(Collected data entries)
======

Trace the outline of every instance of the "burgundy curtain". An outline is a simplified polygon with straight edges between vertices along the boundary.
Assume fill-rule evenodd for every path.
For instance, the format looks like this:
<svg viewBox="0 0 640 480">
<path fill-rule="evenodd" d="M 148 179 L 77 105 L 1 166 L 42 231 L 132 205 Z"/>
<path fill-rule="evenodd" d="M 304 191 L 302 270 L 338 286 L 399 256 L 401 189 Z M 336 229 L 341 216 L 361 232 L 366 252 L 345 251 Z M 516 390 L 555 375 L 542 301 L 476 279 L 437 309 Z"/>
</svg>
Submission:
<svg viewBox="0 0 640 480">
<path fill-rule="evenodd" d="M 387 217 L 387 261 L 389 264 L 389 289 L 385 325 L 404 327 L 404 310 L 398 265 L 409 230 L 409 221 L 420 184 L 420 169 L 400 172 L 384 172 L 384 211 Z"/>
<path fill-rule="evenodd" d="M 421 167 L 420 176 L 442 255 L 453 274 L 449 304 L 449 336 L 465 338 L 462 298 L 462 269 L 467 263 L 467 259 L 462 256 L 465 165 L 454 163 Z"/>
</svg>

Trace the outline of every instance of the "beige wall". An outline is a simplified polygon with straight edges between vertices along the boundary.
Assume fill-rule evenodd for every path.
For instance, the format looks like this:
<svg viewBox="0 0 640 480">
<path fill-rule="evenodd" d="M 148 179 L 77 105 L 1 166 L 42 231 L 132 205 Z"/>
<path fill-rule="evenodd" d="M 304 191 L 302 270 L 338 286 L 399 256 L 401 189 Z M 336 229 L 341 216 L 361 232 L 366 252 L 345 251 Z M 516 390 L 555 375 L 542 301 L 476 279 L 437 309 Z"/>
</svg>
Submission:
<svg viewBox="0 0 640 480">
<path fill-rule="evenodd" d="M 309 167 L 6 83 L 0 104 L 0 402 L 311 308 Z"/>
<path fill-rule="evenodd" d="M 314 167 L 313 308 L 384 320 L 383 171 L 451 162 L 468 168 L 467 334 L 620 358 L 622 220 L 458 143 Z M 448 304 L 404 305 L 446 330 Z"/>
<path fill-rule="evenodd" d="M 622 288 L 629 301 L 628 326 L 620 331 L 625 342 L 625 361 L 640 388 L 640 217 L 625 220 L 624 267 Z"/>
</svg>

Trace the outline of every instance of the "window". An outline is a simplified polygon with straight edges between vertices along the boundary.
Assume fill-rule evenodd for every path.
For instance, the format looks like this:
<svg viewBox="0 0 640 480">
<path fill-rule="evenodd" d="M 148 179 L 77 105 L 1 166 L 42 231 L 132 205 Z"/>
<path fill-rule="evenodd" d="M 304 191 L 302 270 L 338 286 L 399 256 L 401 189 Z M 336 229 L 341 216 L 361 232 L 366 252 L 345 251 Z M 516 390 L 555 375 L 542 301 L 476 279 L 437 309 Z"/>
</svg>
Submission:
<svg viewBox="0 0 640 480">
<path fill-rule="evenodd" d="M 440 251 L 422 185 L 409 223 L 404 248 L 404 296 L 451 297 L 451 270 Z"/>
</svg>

======

Print the records once more, exactly as they were given.

Trace the outline of every instance of the "burgundy curtain". An outline is a simplified polygon with straight edges between vertices along the boundary.
Assume fill-rule evenodd for every path.
For instance, the format looks like this:
<svg viewBox="0 0 640 480">
<path fill-rule="evenodd" d="M 148 179 L 77 105 L 1 166 L 42 231 L 132 205 Z"/>
<path fill-rule="evenodd" d="M 304 191 L 302 270 L 338 286 L 399 256 L 401 189 Z M 336 229 L 341 216 L 361 232 L 366 252 L 345 251 Z M 516 390 L 555 375 L 542 301 L 476 279 L 437 309 Z"/>
</svg>
Submission:
<svg viewBox="0 0 640 480">
<path fill-rule="evenodd" d="M 387 217 L 387 261 L 389 264 L 389 289 L 385 325 L 404 327 L 404 310 L 398 265 L 409 230 L 409 221 L 420 184 L 420 169 L 400 172 L 384 172 L 384 211 Z"/>
<path fill-rule="evenodd" d="M 421 167 L 420 176 L 442 255 L 453 274 L 449 304 L 449 336 L 465 338 L 462 298 L 462 269 L 467 263 L 467 259 L 462 256 L 465 165 L 454 163 Z"/>
</svg>

Trace the outline of every instance of the "beige wall". An outline is a simplified polygon with straight edges between vertices along the boundary.
Assume fill-rule evenodd for every path.
For instance, the format looks like this:
<svg viewBox="0 0 640 480">
<path fill-rule="evenodd" d="M 148 179 L 77 105 L 1 166 L 42 231 L 132 205 Z"/>
<path fill-rule="evenodd" d="M 304 191 L 302 270 L 338 286 L 399 256 L 401 189 Z M 336 229 L 341 216 L 361 232 L 366 252 L 345 251 Z M 516 390 L 555 375 L 542 301 L 476 279 L 437 309 Z"/>
</svg>
Submission:
<svg viewBox="0 0 640 480">
<path fill-rule="evenodd" d="M 309 167 L 6 83 L 0 104 L 0 402 L 311 308 Z"/>
<path fill-rule="evenodd" d="M 314 167 L 313 308 L 384 320 L 383 171 L 451 162 L 468 168 L 467 334 L 620 358 L 622 220 L 458 143 Z M 448 304 L 404 305 L 446 330 Z"/>
<path fill-rule="evenodd" d="M 622 288 L 629 301 L 628 326 L 620 331 L 625 342 L 625 361 L 640 388 L 640 217 L 625 220 L 624 267 Z"/>
</svg>

Trace the outline of every instance of the "window". An outline is a simplified polygon with straight edges between vertices along the boundary.
Assume fill-rule evenodd for every path.
For instance, the format looks like this:
<svg viewBox="0 0 640 480">
<path fill-rule="evenodd" d="M 148 179 L 77 105 L 1 166 L 42 231 L 132 205 Z"/>
<path fill-rule="evenodd" d="M 304 191 L 302 270 L 338 286 L 399 256 L 401 189 Z M 336 229 L 341 216 L 361 232 L 366 252 L 345 251 Z M 516 390 L 555 375 L 542 301 L 476 279 L 437 309 Z"/>
</svg>
Submission:
<svg viewBox="0 0 640 480">
<path fill-rule="evenodd" d="M 440 251 L 422 185 L 409 223 L 404 248 L 404 296 L 451 297 L 451 270 Z"/>
</svg>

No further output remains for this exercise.